(Beginning of Record extracts)

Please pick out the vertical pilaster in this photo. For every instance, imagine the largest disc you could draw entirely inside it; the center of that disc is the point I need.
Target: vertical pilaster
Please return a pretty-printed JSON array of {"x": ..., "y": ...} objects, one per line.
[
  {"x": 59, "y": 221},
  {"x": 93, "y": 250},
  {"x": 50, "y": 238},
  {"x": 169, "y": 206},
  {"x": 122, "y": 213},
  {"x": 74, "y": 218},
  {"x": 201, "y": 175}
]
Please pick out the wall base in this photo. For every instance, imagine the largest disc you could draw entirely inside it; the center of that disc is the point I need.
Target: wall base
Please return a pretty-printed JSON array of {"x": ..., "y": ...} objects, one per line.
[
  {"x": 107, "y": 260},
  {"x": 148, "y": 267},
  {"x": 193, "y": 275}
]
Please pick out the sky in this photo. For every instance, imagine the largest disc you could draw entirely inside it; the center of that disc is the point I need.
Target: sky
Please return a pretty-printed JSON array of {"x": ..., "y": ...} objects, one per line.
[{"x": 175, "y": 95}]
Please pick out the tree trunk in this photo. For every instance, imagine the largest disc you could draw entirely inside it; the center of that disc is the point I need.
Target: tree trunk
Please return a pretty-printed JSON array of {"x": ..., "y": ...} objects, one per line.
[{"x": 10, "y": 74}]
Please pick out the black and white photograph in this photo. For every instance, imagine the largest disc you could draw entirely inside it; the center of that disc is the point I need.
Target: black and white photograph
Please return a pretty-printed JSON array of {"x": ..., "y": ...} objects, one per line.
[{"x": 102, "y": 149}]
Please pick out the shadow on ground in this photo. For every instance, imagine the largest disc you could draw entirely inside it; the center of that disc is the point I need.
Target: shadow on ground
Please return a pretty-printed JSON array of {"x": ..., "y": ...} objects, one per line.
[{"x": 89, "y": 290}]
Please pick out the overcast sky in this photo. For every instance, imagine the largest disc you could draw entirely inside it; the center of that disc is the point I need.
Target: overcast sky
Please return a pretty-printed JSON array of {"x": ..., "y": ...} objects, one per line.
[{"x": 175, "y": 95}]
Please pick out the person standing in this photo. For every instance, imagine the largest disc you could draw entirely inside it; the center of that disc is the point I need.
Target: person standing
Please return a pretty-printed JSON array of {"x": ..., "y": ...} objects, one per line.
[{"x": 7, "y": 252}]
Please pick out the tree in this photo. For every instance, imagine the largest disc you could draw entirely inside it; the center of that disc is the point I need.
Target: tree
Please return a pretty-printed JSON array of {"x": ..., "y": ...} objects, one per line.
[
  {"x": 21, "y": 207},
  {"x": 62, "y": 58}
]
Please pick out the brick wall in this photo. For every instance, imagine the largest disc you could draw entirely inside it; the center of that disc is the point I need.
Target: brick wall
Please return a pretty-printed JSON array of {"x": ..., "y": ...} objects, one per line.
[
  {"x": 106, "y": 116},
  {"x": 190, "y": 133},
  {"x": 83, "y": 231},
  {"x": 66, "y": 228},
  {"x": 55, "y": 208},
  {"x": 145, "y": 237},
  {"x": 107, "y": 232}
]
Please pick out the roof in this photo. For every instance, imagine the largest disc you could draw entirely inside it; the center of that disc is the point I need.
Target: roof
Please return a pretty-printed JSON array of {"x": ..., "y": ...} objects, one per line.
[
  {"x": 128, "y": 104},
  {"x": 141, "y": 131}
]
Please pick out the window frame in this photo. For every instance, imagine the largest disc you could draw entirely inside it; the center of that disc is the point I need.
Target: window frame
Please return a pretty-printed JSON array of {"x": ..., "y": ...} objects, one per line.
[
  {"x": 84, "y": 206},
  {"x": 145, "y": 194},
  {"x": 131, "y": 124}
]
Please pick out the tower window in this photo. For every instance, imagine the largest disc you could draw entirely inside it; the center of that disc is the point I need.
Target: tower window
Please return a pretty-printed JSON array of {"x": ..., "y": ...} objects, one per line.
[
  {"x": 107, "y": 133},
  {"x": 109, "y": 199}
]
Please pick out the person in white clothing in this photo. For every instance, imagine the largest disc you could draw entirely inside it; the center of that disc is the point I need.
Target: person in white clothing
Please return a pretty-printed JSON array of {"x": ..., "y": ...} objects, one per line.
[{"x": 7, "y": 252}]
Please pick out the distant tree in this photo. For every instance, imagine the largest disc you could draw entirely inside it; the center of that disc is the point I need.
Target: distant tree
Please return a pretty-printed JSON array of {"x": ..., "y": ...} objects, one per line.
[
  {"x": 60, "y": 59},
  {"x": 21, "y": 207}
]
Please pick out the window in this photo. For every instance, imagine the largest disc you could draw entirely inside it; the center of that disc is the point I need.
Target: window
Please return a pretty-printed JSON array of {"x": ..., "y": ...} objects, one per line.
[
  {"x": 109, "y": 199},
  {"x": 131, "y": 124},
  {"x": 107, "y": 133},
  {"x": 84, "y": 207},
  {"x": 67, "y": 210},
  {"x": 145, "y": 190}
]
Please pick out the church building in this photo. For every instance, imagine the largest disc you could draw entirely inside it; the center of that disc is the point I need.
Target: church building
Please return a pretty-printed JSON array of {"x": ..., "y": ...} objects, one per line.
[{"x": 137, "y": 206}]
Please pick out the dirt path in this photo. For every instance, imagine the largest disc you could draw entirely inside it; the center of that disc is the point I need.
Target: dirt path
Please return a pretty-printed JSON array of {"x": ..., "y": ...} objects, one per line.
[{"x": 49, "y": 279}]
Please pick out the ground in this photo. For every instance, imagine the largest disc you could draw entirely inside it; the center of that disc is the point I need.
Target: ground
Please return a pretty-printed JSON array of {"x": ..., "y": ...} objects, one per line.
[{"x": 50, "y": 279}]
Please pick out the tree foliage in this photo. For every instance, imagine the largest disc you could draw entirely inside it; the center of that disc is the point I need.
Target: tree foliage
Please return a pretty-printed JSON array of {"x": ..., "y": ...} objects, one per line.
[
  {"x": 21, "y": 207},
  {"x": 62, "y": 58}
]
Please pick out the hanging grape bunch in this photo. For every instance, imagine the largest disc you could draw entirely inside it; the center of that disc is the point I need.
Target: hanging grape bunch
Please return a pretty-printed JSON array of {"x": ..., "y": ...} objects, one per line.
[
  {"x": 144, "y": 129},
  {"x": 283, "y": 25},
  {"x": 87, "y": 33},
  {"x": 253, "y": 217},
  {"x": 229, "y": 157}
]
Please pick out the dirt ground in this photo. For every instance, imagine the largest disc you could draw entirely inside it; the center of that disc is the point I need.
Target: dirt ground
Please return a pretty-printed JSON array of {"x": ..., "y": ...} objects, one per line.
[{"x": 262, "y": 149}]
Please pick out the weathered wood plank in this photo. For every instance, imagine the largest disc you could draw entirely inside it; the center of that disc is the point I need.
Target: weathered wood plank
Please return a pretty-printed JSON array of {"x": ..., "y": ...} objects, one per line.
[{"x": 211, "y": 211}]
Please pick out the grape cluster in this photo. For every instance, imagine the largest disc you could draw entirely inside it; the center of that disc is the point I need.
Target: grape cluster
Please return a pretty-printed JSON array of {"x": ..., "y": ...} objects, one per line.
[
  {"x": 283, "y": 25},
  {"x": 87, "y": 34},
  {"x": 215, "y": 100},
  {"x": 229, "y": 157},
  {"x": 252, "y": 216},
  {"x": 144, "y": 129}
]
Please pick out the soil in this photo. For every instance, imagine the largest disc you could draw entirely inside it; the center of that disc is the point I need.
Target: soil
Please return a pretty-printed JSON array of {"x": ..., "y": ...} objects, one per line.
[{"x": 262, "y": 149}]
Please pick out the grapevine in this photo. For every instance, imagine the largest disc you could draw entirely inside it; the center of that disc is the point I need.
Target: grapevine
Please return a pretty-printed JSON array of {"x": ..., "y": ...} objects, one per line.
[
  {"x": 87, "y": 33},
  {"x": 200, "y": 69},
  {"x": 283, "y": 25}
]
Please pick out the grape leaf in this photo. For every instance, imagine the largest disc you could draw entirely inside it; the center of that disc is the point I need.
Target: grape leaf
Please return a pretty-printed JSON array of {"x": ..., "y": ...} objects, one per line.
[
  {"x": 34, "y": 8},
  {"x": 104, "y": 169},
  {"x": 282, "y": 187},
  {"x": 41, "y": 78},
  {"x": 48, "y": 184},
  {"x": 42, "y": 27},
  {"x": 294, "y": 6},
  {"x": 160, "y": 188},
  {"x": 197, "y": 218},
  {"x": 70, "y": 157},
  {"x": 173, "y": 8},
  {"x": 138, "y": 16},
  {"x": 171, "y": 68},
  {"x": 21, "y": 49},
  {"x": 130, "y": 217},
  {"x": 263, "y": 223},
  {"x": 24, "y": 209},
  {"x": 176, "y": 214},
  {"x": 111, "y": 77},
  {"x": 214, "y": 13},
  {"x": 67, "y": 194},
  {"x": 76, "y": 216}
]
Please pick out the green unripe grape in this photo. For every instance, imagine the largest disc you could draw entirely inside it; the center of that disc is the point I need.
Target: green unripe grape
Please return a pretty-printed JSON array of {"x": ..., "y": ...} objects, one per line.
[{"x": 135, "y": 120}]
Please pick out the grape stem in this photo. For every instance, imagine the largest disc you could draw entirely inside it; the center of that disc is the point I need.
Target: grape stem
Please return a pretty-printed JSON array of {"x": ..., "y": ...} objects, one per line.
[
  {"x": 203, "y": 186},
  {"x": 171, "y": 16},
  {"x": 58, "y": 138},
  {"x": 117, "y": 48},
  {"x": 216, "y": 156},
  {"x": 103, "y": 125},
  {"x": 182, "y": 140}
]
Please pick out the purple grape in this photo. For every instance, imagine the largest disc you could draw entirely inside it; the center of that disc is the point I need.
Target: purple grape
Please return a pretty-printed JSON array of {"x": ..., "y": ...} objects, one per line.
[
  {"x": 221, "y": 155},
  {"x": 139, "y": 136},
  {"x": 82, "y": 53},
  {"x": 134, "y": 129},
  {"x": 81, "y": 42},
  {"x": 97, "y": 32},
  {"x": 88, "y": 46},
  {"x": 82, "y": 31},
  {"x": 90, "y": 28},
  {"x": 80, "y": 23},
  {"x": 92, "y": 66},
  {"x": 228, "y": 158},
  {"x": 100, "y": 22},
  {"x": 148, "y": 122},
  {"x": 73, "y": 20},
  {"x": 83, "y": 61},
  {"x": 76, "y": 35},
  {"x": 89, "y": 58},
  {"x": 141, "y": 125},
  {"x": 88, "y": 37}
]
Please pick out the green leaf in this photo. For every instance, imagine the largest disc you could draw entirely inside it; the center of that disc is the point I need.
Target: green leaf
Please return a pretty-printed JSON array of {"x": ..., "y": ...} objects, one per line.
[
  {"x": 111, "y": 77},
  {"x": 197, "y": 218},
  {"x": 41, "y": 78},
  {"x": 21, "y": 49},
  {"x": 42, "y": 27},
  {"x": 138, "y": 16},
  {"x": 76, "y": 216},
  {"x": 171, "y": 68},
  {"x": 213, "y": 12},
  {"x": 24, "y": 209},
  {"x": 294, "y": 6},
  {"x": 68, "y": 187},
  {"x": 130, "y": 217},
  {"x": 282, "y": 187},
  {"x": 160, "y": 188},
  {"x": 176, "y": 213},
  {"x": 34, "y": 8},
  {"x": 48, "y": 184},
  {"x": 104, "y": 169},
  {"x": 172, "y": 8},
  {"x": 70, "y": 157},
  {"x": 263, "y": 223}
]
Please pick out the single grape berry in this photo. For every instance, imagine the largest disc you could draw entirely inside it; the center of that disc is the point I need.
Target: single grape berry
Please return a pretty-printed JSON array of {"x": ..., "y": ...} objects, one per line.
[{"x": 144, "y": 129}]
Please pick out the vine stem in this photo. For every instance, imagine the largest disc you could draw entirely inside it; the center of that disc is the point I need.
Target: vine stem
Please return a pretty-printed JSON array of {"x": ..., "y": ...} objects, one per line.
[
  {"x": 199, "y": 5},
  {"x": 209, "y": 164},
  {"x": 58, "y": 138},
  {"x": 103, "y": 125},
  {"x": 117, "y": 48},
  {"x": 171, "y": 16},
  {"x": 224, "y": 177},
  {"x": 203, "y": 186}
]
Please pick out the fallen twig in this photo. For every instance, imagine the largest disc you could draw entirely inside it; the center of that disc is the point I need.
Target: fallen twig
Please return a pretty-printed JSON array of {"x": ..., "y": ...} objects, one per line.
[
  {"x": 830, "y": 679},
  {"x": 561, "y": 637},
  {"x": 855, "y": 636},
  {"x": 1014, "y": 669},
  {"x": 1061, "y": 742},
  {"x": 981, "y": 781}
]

(End of Record extracts)

**Activity:** Take the line above containing "Target: dirt ground", the line containing "Target: grape leaf", and all lines in between, and copy them exactly without anything else.

**Answer for the task:**
Target: dirt ground
Please return a pretty-printed JSON array of {"x": ..., "y": ...} objects, one per line.
[{"x": 262, "y": 149}]
Please pick out the weathered wood plank in this photo. For every instance, imagine the largest disc you could draw entirely inside it; the center of that disc is the point I need.
Target: weathered wood plank
Please return a pretty-printed JSON array of {"x": ..., "y": ...} objects, one per line.
[{"x": 211, "y": 211}]
Please pick out the grape cluster in this photo. For every instance, imagine the largest disc you could draw entirely inside it; the center of that disc is the point I need.
Target: grape cluster
Please return a pretty-printed JSON array of {"x": ..., "y": ...} objects, one per line.
[
  {"x": 283, "y": 25},
  {"x": 87, "y": 34},
  {"x": 215, "y": 100},
  {"x": 229, "y": 157},
  {"x": 252, "y": 216},
  {"x": 144, "y": 129}
]
Please pick out the soil in this photo. For every instance, imagine the largest disc you could draw entirely inside it; the center of that disc is the point I need.
Target: soil
Please return a pretty-printed JSON array of {"x": ..., "y": ...} objects, one per line.
[{"x": 262, "y": 149}]
Please pick out the grapevine in this photo. For every instance, imagine the largest disc you could draw entirely inside it; the center of that disc is the point I need.
Target: grapevine
Please return a pretty-printed JSON array of {"x": ..., "y": ...} objects, one per line.
[
  {"x": 87, "y": 33},
  {"x": 200, "y": 69},
  {"x": 283, "y": 25}
]
Please pick out the grape leaf in this photo. For every instance, imagine the largest disc you could draw entirely inside it; the center of that disc is the point I need.
Target: grape leaf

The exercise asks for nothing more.